> [EXERCISES TO COMPLETE]
[1] In the wheat article, what share of people today does Dr. Davis claim are either pre-diabetic or diabetic?
[2] Repeat everything in the wheat article from "This is because" down to "as ‘Glycemic Index’.".

*** Opening of PAGE EXCERPT ***

Wheat- Lead Me Not Into Temptation
It’s possible that in less abundant times, and throughout history no one looked down their nose at wheat as an appetite instigator, because food was simply too scarce to idly binge on, as many now do.
An ancient Roman likely got the same sugar rush, then a hunger inducing sugar low after eating some bread back in the day. But s/he generally had very limited ways to satisfy any in between meal cravings. Historically people stayed lean because they spent their afternoons working to find dinner – not find snacks before dinner. So their per day calorie count was kept low just due to scarcity.
Where There’s Smoke, There’s Fire – And Wheat?
Dr. Davis was inspired to go against the grain on this most popular food as he claims about 80% of people today are either pre- diabetic or diabetic, and largely due to extreme blood sugar levels.
Seeing a link with wheat he asked some patients if they’d be willing to withdraw from it as a test. Sure enough within months their blood sugar levels plummeted enough to turn pre-diabetics into non-diabetics.
But it was the patients’ other results that amazed him. He says he personally witnessed…
“weight loss of 25 to 30 lbs over several months, marked improvement or total relief from arthritis, improvement in asthma sufficient to chuck 2 or 3 inhalers, complete relief from acid reflux and irritable bowel syndrome symptoms, disappearance of leg swelling and numbness.”
The latest science attests that the wheat weight correlation is more than just a theory. Instead it’s known that the wheat flour products that surround us “trigger insulin, the hormone of fat storage. Unlike fat in other body areas, it provokes inflammatory phenomena, distorts insulin responses, and issues abnormal metabolic signals to the rest of the body.”
This is because wheat products are very digestible carbohydrates that are more efficiently converted to blood sugar than most all other carbohydrate foods, be they simple or complex.
Wheat starches are a complex carbohydrate which means glucose. Your glucose level always is accompanied by insulin and is measured as ‘Glycemic Index’.
Insulin is a hormone that allows glucose entry into the cells of the body, which essentially converts glucose to fat. The more blood glucose you have after consumption of food, equals greater insulin levels, therefore more fat that gets deposited.

*** Close of PAGE EXCERPT ***
*** Opening of GIVEN DATA ***

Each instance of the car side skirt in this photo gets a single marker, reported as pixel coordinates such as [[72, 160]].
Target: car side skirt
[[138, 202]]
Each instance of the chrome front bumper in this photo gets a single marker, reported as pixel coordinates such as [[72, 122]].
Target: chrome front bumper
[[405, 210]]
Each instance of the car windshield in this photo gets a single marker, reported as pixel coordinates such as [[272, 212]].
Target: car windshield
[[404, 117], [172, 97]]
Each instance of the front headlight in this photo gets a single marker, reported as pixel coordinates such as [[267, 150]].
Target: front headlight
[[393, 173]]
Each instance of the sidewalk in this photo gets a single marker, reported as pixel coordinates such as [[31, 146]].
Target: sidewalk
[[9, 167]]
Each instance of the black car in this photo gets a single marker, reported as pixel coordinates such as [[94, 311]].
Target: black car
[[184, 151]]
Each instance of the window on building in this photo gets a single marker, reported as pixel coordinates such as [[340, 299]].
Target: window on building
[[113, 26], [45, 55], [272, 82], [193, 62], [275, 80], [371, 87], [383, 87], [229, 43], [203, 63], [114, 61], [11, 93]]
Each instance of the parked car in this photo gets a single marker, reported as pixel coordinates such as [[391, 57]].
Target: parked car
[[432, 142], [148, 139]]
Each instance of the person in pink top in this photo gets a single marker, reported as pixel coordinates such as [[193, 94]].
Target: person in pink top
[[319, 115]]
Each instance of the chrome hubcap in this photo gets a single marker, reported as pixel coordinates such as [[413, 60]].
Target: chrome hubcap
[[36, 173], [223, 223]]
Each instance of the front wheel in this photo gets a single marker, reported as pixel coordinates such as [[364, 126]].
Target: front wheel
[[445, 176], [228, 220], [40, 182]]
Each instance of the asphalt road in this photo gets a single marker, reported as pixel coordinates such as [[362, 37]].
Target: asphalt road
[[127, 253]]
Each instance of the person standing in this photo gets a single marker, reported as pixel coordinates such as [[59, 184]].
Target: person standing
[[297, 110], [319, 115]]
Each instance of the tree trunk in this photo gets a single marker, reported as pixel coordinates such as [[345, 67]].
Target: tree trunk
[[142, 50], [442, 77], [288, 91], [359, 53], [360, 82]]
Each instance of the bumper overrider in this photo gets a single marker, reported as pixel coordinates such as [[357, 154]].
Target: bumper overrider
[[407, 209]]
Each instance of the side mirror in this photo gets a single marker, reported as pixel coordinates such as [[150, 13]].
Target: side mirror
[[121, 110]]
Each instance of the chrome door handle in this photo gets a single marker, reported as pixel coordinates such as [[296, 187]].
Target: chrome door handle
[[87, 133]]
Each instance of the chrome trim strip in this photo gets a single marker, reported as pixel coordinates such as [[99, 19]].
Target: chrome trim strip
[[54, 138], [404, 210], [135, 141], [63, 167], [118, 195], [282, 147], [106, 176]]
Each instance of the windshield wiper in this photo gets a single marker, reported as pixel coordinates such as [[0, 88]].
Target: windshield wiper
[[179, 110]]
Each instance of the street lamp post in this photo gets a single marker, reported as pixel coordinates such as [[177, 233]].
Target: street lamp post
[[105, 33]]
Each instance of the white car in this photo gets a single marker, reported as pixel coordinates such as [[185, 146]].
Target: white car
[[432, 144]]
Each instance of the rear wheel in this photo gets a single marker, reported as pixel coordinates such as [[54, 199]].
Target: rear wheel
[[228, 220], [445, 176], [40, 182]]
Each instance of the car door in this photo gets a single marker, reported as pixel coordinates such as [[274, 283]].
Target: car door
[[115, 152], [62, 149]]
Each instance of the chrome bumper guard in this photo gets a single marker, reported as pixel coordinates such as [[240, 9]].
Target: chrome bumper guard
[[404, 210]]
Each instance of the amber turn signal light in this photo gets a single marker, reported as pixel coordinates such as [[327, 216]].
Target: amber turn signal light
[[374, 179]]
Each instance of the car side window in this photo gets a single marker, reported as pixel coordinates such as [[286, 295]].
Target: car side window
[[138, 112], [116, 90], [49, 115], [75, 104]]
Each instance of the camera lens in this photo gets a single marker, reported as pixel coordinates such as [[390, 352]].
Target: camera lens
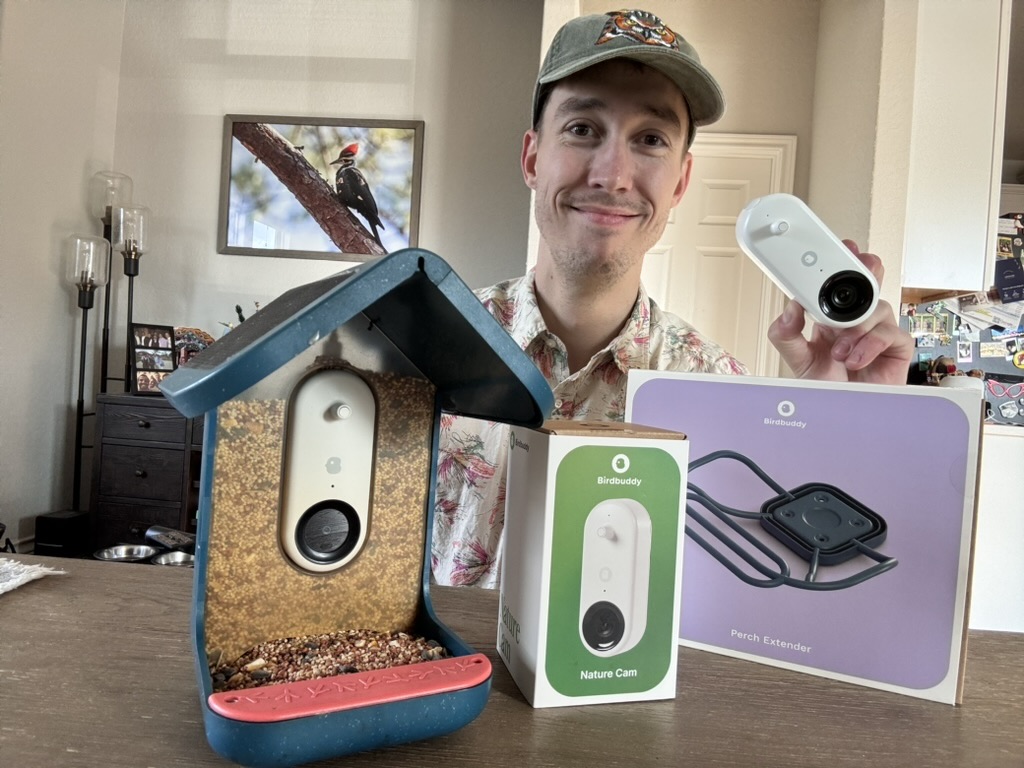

*** Close of GIVEN DATA ***

> [ANSWER SET]
[1] About 80%

[2]
This is because wheat products are very digestible carbohydrates that are more efficiently converted to blood sugar than most all other carbohydrate foods, be they simple or complex.
Wheat starches are a complex carbohydrate which means glucose. Your glucose level always is accompanied by insulin and is measured as ‘Glycemic Index’.